#### WHAT IS ASKED:
Convert the lines below into a numbered list, from the line containing "In the photograph above, where can the pectoral" through the last line of the entries, omitting blank lines. Include only those lines.

#### DATA FOR THIS EXERCISE:
** begin **

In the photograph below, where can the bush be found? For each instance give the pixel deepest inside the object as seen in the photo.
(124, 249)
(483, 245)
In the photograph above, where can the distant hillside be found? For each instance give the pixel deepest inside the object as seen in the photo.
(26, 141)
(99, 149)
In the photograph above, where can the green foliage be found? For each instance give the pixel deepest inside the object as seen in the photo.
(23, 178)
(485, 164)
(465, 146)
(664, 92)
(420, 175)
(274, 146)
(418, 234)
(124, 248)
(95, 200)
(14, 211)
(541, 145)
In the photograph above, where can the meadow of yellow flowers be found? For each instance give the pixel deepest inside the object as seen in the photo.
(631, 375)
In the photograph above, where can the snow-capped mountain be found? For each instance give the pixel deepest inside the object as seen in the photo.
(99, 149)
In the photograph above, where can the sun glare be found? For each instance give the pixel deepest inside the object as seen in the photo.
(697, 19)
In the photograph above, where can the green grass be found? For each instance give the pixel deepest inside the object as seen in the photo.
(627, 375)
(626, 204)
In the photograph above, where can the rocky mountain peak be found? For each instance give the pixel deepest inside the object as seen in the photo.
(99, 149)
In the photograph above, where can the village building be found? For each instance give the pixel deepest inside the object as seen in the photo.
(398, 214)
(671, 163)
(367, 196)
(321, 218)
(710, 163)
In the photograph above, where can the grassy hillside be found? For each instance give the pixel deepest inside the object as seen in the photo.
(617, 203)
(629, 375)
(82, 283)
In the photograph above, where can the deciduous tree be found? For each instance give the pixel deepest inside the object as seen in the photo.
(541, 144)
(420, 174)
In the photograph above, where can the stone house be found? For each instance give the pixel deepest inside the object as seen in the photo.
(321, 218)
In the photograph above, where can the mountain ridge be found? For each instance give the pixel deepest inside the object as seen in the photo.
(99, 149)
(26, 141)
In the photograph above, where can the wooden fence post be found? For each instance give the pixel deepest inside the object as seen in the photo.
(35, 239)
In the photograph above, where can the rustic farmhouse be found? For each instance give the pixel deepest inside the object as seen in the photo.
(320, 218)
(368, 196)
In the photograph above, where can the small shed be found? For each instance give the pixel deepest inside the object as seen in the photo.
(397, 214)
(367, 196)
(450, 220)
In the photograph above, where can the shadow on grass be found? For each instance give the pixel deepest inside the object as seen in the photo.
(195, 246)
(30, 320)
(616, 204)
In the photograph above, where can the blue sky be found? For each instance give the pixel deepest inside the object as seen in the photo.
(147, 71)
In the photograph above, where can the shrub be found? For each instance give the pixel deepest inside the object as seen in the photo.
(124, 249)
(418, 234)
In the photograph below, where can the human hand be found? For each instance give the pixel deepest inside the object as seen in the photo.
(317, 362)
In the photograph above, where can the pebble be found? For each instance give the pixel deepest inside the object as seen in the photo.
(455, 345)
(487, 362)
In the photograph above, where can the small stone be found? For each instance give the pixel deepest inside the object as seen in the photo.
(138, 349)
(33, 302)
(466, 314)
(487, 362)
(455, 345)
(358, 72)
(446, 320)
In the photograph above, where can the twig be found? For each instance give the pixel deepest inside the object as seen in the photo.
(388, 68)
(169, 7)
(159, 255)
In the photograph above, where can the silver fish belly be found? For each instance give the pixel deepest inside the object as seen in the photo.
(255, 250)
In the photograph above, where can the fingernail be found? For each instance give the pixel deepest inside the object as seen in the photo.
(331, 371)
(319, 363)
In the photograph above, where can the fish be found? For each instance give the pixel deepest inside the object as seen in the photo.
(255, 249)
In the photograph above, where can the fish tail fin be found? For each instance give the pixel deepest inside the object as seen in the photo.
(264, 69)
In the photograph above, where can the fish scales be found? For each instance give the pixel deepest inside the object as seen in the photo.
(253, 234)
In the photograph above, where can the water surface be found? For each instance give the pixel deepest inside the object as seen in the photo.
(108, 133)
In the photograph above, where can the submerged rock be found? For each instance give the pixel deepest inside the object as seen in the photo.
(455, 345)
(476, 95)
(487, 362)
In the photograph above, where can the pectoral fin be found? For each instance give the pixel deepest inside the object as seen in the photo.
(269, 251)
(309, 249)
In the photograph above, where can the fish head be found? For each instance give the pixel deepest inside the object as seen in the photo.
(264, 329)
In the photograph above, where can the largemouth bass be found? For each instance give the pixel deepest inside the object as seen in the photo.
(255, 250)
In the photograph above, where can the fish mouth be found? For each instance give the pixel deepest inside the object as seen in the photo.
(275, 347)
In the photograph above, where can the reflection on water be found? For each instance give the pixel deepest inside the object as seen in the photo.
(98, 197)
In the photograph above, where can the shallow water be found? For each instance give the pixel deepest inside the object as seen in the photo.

** end **

#### SOLUTION TO THE EXERCISE:
1. In the photograph above, where can the pectoral fin be found? For each instance give the pixel deepest inside the object as seen in the photo.
2. (269, 251)
3. (309, 249)
4. In the photograph above, where can the fish head be found? For each instance give the pixel deepest inside the object as seen in the photo.
5. (264, 329)
6. In the photograph above, where can the largemouth bass be found? For each instance give the pixel deepest inside the object as seen in the photo.
7. (255, 250)
8. In the photograph above, where can the fish mouth be found? For each instance give the pixel deepest inside the object as seen in the photo.
9. (275, 347)
10. In the photograph above, where can the reflection on water be found? For each instance give the pixel deepest inside the object as seen in the photo.
11. (98, 197)
12. In the photograph above, where can the shallow water be found? For each instance give the pixel deepest inside the object as seen in the photo.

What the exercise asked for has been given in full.